Given problem -
Copy every line from the start of the items up to and including the line with "173 268 237 358", and offset each bounding box coordinate in the answers by -73. Leave all other lines, including the sample output lines, unchanged.

Extracted data entries
◇ ◇ ◇ ◇

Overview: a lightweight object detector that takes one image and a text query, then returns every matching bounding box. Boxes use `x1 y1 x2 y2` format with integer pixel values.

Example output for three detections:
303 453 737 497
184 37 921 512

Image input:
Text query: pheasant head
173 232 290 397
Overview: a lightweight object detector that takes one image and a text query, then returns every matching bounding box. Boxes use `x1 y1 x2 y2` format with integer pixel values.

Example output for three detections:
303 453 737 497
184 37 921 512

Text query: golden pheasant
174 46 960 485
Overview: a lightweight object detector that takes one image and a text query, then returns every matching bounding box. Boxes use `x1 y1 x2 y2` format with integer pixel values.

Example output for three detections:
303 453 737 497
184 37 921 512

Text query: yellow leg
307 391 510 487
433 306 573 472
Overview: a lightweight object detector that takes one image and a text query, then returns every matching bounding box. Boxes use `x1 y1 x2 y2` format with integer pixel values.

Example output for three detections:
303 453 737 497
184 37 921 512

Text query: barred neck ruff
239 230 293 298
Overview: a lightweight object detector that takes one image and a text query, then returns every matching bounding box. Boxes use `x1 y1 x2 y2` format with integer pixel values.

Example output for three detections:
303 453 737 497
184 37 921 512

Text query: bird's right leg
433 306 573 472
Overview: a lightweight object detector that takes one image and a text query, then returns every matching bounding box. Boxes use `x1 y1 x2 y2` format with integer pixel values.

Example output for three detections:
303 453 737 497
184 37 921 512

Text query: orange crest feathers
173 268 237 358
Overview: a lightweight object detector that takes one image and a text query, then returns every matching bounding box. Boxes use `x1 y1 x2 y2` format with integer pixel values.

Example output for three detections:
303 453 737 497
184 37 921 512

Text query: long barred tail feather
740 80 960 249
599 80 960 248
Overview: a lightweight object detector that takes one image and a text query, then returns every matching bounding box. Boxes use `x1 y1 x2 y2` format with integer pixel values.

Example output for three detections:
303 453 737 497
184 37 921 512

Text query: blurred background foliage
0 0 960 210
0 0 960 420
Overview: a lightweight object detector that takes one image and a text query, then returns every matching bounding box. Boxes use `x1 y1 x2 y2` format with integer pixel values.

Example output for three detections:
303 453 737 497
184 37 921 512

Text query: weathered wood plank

◇ ◇ ◇ ◇

Correct response -
Overview: a lightweight object detector that takes one image and a text query, then returns every matching bounding box. Boxes use `x1 y1 x2 y2` format with integer pixel values.

Example output for three detections:
303 453 737 497
184 37 921 512

Image input:
Text query: pheasant head
100 159 217 324
Overview: a lightweight object detector that takes one image and a text query, then returns every matching bounding box. Boxes use `x1 y1 x2 y2` format with integer pixel values.

Example output for three detections:
303 453 737 497
184 37 921 512

Text query: golden pheasant
101 -27 887 412
Overview: a lightweight object detector that takes one image and a text query, then returns every matching bounding box. Boxes use `x1 y1 x2 y2` format with integer pixel values.

Example output for three detections:
303 453 737 497
184 37 921 512

Text query: yellow leg
234 318 437 414
360 233 500 399
Overview: a lightweight object detector that takes one image and a text query, then returns every matching bounding box. Boxes use `x1 y1 x2 y2` format with integer pixel values.

Example output for three detections:
303 453 737 497
184 37 921 512

Text query: barred neck ruff
166 157 220 225
Overview: a lightweight object detector that takes one image and a text query, then returns every matching bounding box. Boxes use `x1 y1 x2 y2` format with integer pixel values.

Example output for three detections:
303 453 737 497
184 37 921 512

Text query: bird's right leg
360 233 500 399
Overview: a lightweight object detector that takes one image and a text query, then returns every matching bounding box. Boxes use `x1 y1 x2 y2` format with integer pixel values.

Example output for three detections:
303 453 737 497
184 37 921 512

Text query: orange crest feathers
100 195 164 285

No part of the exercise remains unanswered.